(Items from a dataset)

┄┄┄┄┄┄

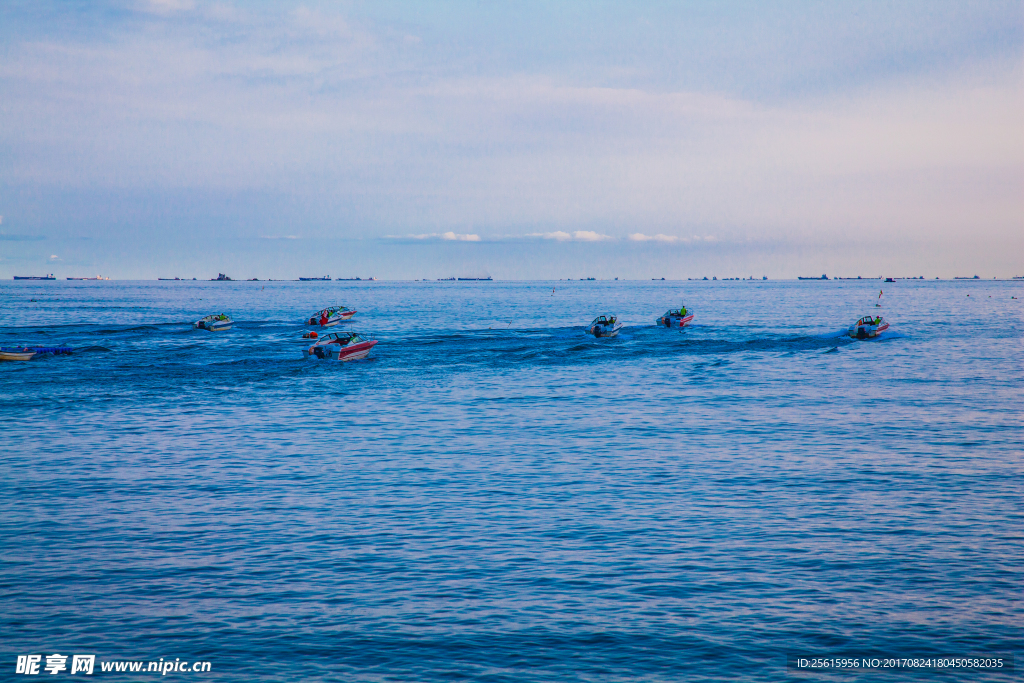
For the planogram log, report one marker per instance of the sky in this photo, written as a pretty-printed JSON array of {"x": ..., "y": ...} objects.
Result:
[{"x": 519, "y": 139}]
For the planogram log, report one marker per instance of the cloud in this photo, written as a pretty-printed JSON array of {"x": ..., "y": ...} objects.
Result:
[
  {"x": 450, "y": 237},
  {"x": 561, "y": 236},
  {"x": 460, "y": 238},
  {"x": 20, "y": 238}
]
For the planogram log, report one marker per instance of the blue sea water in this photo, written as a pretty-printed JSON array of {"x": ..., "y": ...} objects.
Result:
[{"x": 494, "y": 496}]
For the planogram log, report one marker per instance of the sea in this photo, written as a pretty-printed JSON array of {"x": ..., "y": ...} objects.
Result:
[{"x": 495, "y": 496}]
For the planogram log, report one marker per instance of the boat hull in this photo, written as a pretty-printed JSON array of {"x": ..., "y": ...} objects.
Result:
[
  {"x": 603, "y": 331},
  {"x": 213, "y": 327},
  {"x": 675, "y": 321},
  {"x": 335, "y": 319},
  {"x": 339, "y": 352},
  {"x": 866, "y": 331}
]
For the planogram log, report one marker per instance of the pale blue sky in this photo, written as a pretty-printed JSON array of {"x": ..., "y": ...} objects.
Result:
[{"x": 525, "y": 139}]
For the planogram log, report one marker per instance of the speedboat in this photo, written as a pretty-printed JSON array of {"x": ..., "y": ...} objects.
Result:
[
  {"x": 215, "y": 323},
  {"x": 677, "y": 318},
  {"x": 341, "y": 346},
  {"x": 330, "y": 316},
  {"x": 604, "y": 326},
  {"x": 868, "y": 327},
  {"x": 17, "y": 353}
]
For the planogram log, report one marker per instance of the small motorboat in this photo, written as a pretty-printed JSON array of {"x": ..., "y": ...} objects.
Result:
[
  {"x": 604, "y": 326},
  {"x": 215, "y": 323},
  {"x": 16, "y": 353},
  {"x": 868, "y": 327},
  {"x": 341, "y": 346},
  {"x": 677, "y": 318},
  {"x": 330, "y": 316}
]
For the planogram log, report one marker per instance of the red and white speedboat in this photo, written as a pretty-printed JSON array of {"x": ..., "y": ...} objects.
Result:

┄┄┄┄┄┄

WORK REQUIRED:
Recast every one of the entries above as a Markdown table with two columns, Row for the line number and Line for the text, omitting blank lines. Leave the pictures out.

WORKED SOLUTION:
| Row | Line |
|---|---|
| 1 | For the planogram log, report one marker per instance of the sky in this photo, written as a pretty-printed JSON array of {"x": ..., "y": ...} objects. |
| 2 | Result: |
| 3 | [{"x": 519, "y": 139}] |
| 4 | For the planogram log, report one marker per instance of the cloud in this photo, written as a pretty-printed JSON array of {"x": ..., "y": ...} objects. |
| 5 | Result: |
| 6 | [ |
| 7 |   {"x": 450, "y": 237}, |
| 8 |   {"x": 561, "y": 236}, |
| 9 |   {"x": 460, "y": 238}, |
| 10 |   {"x": 20, "y": 238} |
| 11 | ] |
| 12 | For the planogram log, report one marker per instance of the blue sea water in this photo, written as a pretty-printed JSON array of {"x": ..., "y": ...} objects. |
| 13 | Result: |
| 14 | [{"x": 494, "y": 496}] |
| 15 | For the planogram log, report one marker per instance of the sea in this photo, written as a pretty-printed JSON array of {"x": ..., "y": ...} objects. |
| 16 | Result: |
| 17 | [{"x": 495, "y": 496}] |
| 18 | For the planogram log, report one marker per instance of the boat hull in this photo, written as a pretty-printed JSON array of {"x": ..., "y": ...} objects. |
| 19 | Result: |
| 20 | [ |
| 21 |   {"x": 603, "y": 331}, |
| 22 |   {"x": 213, "y": 327}, |
| 23 |   {"x": 675, "y": 321}, |
| 24 |   {"x": 335, "y": 319}, |
| 25 |   {"x": 339, "y": 352}, |
| 26 |   {"x": 866, "y": 331} |
| 27 | ] |
| 28 | For the planogram log, report one marker per instance of the pale blue sky in this photo, written as a pretty-printed JSON array of {"x": ..., "y": ...} objects. |
| 29 | Result: |
| 30 | [{"x": 525, "y": 139}] |
| 31 | For the planogram log, report one marker per instance of the speedboat in this photo, written as a pretty-printed JSON array of {"x": ..., "y": ...} objects. |
| 32 | Result: |
| 33 | [ |
| 34 |   {"x": 215, "y": 323}, |
| 35 |   {"x": 677, "y": 318}, |
| 36 |   {"x": 341, "y": 346}, |
| 37 |   {"x": 330, "y": 316}, |
| 38 |   {"x": 604, "y": 326}, |
| 39 |   {"x": 868, "y": 327}, |
| 40 |   {"x": 17, "y": 353} |
| 41 | ] |
| 42 | For the planogram log, report one marker per instance of the small motorboat in this photo, written as a pretty-printed JSON array of {"x": ..., "y": ...} objects. |
| 43 | Result: |
| 44 | [ |
| 45 |   {"x": 604, "y": 326}, |
| 46 |   {"x": 215, "y": 323}, |
| 47 |   {"x": 16, "y": 353}, |
| 48 |   {"x": 868, "y": 327}, |
| 49 |   {"x": 341, "y": 346}, |
| 50 |   {"x": 677, "y": 318}, |
| 51 |   {"x": 330, "y": 316} |
| 52 | ] |
| 53 | For the planogram log, report one marker per instance of the red and white speedboat in this photo, written as a pretty-printed JSON array of {"x": ..., "y": ...} objects. |
| 54 | Result: |